Problem: Output the lines of the records below exactly as they appear, beginning with the line that contains "Could you point to the white ceiling" and continuing through the last line of the records, inclusive.

(A block of data)
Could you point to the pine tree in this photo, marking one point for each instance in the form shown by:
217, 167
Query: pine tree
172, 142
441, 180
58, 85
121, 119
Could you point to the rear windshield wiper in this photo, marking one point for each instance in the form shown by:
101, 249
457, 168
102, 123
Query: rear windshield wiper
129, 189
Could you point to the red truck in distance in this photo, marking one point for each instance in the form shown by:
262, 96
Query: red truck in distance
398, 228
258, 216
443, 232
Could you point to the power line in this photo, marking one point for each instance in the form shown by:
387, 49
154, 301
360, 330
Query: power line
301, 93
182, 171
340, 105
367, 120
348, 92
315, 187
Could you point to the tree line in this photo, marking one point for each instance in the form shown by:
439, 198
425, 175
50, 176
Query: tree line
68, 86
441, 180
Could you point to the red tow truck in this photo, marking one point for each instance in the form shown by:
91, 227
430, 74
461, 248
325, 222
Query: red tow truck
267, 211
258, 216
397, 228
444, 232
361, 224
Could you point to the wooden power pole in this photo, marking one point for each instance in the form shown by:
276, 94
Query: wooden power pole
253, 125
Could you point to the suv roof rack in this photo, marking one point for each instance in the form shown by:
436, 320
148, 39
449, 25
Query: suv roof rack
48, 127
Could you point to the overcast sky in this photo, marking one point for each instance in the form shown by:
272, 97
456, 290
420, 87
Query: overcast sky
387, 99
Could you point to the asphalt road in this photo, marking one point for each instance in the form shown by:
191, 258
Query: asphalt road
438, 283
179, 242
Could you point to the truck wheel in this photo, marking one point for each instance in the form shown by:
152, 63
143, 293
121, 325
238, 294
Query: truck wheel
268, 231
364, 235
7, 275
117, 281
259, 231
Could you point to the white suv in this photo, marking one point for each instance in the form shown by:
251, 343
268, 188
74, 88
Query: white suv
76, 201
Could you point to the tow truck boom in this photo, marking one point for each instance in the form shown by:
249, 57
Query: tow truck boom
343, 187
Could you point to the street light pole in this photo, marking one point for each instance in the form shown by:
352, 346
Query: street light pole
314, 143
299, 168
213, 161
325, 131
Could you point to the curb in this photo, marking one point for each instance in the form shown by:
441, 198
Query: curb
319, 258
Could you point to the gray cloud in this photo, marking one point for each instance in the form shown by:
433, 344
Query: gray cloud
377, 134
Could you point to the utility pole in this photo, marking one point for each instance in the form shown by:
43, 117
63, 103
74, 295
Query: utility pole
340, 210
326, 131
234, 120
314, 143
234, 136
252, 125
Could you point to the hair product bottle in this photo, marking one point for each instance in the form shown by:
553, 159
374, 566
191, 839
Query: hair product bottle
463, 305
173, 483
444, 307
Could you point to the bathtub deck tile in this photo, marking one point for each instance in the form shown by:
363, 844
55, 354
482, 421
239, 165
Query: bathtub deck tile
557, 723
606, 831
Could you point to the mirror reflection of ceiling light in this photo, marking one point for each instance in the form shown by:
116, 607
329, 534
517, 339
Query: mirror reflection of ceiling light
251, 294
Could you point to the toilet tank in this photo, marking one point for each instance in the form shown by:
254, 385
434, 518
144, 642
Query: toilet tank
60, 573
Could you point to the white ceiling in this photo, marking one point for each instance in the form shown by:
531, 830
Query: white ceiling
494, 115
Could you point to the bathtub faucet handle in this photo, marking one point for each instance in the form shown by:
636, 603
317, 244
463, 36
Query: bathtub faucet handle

Written answer:
Could you point to the white ceiling in this photo, marking one point for each instance in the form shown by:
531, 830
Query: white ceiling
494, 115
Could you point to the bathtub faucet handle in this photo, marking one point for each instance in the form shown by:
636, 603
317, 244
463, 36
Query: bathtub faucet handle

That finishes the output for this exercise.